### PROBLEM STATEMENT
Please update the listing below by replacing "high-rise apartment block" with "tower block" wherever it occurs, leaving everything else unchanged. Omit the pictures from your version.

(Listing of points on named objects)
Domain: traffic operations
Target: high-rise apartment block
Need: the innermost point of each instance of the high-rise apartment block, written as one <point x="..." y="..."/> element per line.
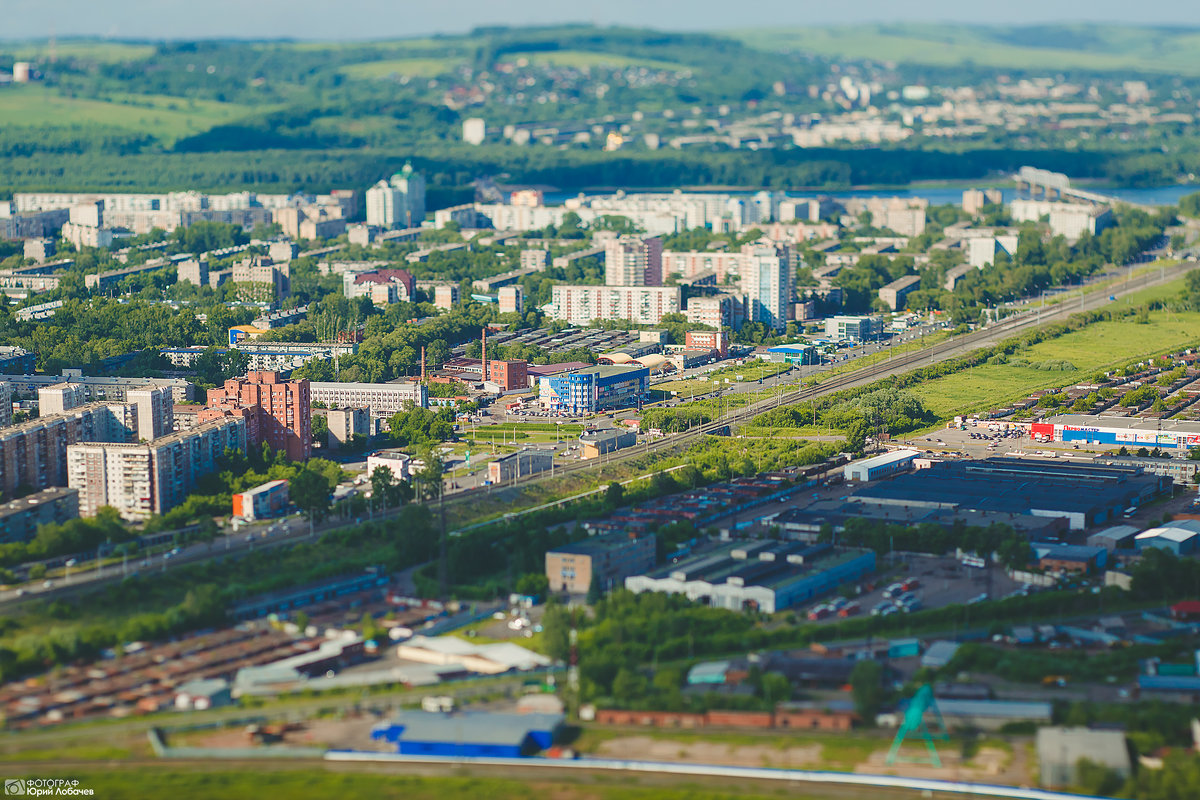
<point x="397" y="203"/>
<point x="195" y="271"/>
<point x="766" y="283"/>
<point x="345" y="423"/>
<point x="263" y="278"/>
<point x="276" y="411"/>
<point x="5" y="403"/>
<point x="534" y="259"/>
<point x="511" y="300"/>
<point x="634" y="262"/>
<point x="59" y="398"/>
<point x="445" y="296"/>
<point x="715" y="311"/>
<point x="141" y="480"/>
<point x="155" y="405"/>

### FINAL ANSWER
Domain: traffic operations
Target: tower block
Need: the innermost point of each instance of the tower block, written as one <point x="..." y="..."/> element per line.
<point x="397" y="203"/>
<point x="195" y="271"/>
<point x="766" y="283"/>
<point x="345" y="423"/>
<point x="263" y="278"/>
<point x="276" y="411"/>
<point x="5" y="403"/>
<point x="534" y="259"/>
<point x="511" y="300"/>
<point x="634" y="262"/>
<point x="59" y="398"/>
<point x="445" y="296"/>
<point x="715" y="311"/>
<point x="141" y="480"/>
<point x="155" y="405"/>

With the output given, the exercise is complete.